Task objective
Count the lines in the entries below that contain the word "mask" and reply with that number alone.

┄┄┄┄┄┄┄┄┄┄

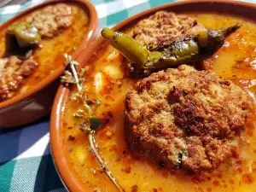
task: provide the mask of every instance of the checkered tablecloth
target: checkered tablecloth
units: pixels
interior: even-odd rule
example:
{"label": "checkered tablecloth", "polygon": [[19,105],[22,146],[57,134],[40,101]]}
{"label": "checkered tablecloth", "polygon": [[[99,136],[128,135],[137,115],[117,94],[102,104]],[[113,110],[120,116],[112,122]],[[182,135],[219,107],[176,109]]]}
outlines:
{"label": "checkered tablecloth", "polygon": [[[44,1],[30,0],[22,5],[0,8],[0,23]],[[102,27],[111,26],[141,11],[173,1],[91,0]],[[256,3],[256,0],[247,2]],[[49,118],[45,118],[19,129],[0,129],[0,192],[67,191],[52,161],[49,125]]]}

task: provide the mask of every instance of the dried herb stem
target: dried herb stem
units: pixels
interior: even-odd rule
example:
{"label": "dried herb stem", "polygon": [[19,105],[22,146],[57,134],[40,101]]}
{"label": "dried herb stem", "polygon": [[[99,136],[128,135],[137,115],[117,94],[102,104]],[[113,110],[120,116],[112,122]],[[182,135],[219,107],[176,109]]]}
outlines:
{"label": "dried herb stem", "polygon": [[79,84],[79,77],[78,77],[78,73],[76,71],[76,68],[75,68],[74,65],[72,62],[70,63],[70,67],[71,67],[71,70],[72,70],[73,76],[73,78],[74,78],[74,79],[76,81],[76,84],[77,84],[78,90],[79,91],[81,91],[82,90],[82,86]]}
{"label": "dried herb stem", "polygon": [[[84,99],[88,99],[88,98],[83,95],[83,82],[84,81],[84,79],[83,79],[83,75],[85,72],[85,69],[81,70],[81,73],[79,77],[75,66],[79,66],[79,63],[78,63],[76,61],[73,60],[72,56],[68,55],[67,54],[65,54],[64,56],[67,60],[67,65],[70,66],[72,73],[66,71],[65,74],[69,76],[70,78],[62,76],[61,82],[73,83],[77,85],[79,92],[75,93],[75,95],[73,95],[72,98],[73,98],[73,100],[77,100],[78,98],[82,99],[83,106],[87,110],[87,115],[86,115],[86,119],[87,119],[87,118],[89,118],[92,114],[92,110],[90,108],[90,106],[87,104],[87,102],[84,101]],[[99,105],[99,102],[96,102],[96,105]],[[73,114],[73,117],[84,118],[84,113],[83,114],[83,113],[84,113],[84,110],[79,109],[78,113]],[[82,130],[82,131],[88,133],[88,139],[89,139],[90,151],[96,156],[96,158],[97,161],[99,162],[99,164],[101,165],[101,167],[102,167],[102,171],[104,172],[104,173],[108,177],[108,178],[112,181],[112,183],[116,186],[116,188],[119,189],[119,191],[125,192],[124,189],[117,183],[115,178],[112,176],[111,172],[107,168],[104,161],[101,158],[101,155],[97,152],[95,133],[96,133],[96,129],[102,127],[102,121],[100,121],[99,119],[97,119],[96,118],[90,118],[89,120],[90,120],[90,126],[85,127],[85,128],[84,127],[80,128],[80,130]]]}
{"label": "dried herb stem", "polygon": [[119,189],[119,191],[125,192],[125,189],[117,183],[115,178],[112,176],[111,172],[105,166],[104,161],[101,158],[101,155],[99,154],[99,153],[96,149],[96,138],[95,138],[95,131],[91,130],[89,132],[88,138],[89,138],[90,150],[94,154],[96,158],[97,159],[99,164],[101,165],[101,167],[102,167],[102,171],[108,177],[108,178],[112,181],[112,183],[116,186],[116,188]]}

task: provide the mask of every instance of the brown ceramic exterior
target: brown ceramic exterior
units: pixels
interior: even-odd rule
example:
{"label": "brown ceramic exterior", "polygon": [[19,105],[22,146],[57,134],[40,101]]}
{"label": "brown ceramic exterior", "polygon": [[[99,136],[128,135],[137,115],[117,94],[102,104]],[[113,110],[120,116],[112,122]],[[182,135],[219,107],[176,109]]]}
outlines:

┄┄┄┄┄┄┄┄┄┄

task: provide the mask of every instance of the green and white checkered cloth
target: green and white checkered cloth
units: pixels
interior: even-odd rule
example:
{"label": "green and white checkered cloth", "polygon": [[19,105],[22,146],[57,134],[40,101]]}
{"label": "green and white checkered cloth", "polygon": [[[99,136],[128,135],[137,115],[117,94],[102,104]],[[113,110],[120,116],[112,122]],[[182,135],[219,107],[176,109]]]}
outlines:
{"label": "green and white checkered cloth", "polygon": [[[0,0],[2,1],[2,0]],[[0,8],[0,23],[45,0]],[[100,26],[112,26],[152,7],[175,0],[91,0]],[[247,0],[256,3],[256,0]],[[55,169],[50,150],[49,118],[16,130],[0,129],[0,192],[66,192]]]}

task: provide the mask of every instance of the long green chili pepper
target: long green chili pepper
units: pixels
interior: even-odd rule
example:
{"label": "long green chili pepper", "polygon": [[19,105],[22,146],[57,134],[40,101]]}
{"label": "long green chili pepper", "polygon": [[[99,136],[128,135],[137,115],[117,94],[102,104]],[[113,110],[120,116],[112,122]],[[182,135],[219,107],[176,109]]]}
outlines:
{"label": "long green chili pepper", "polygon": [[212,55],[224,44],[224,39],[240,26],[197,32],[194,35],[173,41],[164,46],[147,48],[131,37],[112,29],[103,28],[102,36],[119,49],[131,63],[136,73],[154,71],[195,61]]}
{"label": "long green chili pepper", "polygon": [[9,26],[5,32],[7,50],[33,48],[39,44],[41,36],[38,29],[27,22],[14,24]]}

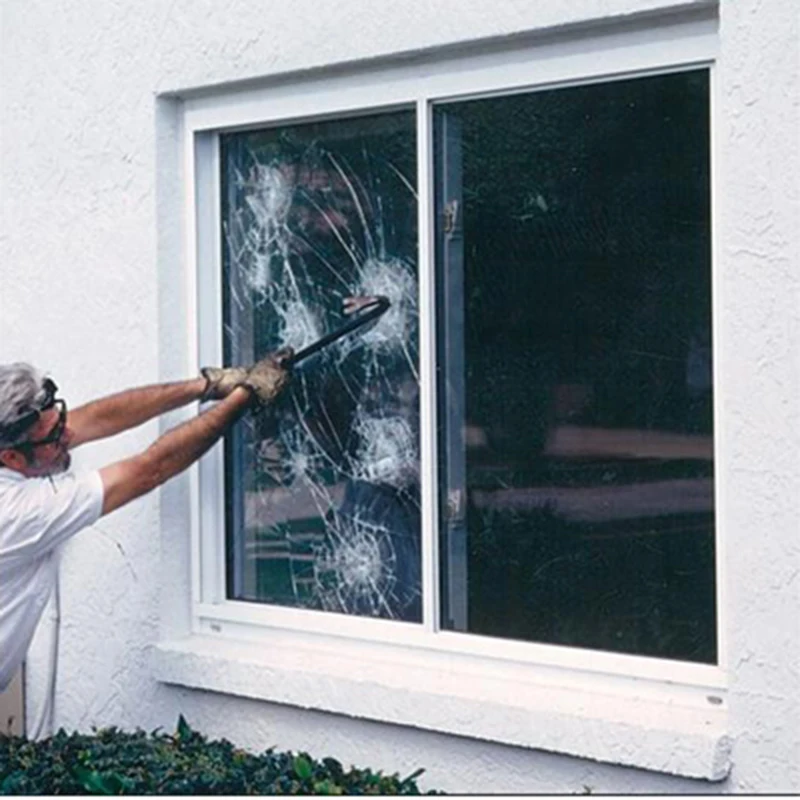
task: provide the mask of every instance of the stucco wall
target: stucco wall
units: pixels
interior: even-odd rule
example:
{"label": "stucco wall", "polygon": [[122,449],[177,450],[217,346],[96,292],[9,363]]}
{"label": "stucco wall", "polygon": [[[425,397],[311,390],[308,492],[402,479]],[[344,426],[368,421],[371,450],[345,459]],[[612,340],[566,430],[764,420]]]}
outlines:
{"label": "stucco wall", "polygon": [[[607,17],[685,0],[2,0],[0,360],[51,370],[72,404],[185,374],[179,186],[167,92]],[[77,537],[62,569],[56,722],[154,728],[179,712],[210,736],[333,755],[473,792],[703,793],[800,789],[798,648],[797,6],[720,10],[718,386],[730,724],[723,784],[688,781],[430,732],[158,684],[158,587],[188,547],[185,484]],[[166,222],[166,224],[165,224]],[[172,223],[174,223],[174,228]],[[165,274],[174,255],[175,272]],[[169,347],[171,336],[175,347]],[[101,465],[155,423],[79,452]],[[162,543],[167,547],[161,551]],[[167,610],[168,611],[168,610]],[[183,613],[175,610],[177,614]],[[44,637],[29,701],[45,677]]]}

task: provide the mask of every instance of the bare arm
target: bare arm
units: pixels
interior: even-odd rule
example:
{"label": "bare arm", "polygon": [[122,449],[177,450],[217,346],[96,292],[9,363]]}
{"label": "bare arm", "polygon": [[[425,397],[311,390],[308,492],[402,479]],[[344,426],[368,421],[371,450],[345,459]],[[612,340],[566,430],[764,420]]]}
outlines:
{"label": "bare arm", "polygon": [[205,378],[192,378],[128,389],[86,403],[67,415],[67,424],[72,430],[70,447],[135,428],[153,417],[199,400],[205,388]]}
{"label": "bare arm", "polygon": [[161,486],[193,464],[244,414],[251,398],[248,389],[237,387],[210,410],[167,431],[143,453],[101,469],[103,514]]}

┄┄┄┄┄┄┄┄┄┄

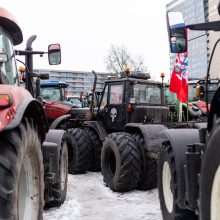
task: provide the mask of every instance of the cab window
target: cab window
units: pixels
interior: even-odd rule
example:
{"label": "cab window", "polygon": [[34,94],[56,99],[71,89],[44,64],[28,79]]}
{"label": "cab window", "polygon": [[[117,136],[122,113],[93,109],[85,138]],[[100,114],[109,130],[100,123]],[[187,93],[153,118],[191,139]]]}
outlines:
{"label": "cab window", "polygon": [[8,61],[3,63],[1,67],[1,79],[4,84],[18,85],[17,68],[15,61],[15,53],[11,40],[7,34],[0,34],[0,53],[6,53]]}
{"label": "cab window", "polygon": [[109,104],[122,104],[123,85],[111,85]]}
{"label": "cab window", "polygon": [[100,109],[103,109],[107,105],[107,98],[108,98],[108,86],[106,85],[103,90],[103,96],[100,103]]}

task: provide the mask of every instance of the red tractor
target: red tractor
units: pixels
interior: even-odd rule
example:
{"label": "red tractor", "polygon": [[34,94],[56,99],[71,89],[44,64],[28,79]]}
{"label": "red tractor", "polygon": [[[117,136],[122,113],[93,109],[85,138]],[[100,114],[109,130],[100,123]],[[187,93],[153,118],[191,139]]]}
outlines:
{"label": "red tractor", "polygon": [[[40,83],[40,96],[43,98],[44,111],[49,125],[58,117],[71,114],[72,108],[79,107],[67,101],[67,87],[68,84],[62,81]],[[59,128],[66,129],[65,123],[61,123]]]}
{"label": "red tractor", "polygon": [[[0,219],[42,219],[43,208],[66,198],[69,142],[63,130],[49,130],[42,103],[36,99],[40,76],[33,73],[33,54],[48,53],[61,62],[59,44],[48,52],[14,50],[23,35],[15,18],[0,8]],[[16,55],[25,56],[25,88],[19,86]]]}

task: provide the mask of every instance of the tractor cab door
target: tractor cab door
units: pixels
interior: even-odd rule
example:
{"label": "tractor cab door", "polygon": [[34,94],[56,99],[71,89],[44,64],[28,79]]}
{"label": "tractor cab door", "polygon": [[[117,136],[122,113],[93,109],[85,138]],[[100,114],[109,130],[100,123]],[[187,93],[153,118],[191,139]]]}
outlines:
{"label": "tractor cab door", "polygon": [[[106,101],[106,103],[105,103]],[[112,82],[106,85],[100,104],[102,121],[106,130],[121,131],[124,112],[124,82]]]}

┄┄┄┄┄┄┄┄┄┄

Solution to this exercise
10